-- Opening Marker --

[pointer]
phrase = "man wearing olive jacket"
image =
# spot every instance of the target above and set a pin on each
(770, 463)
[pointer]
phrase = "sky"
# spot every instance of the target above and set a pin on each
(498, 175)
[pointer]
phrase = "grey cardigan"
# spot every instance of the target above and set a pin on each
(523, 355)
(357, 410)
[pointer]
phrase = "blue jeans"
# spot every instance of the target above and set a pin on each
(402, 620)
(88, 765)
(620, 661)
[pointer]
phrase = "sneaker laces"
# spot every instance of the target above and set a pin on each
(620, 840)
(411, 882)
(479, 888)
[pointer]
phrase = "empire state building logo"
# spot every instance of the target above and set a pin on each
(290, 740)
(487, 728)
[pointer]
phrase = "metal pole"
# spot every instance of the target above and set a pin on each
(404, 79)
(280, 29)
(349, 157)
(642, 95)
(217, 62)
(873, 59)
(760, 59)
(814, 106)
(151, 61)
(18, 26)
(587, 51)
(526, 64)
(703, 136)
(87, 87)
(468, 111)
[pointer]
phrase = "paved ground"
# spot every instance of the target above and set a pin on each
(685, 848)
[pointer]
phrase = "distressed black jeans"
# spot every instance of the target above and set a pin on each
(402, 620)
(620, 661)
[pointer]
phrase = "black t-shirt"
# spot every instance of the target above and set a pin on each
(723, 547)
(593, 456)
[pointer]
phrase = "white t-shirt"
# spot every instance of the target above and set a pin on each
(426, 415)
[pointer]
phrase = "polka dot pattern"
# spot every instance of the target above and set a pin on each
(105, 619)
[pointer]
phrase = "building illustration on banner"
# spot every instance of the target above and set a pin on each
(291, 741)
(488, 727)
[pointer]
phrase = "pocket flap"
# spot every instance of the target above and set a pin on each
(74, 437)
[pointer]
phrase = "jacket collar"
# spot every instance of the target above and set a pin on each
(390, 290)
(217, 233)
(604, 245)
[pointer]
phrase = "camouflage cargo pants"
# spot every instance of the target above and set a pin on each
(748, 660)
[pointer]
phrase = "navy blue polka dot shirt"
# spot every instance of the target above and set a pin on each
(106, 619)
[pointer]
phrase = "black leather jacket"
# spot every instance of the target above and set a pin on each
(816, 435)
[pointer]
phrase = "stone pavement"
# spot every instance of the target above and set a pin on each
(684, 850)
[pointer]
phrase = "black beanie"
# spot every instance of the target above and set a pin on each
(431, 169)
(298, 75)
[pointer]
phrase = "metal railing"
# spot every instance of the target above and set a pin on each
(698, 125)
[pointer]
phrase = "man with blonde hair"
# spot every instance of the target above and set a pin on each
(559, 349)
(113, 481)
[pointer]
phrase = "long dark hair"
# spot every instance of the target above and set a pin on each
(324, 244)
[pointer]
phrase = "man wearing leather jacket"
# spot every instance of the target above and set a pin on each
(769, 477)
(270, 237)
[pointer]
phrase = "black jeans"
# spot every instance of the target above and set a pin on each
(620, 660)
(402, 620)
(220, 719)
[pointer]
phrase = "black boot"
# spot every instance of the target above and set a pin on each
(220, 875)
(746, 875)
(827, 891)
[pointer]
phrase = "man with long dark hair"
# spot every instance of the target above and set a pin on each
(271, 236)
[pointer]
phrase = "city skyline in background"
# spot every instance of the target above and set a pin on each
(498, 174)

-- Closing Marker --

◆ WHAT TO DO:
In the material above, each line with the word "hair" should be copied.

◆ ANSWER TO THE EXERCISE:
phrase = "man with blonde hair"
phrase = "long dark hair"
phrase = "man with long dark hair"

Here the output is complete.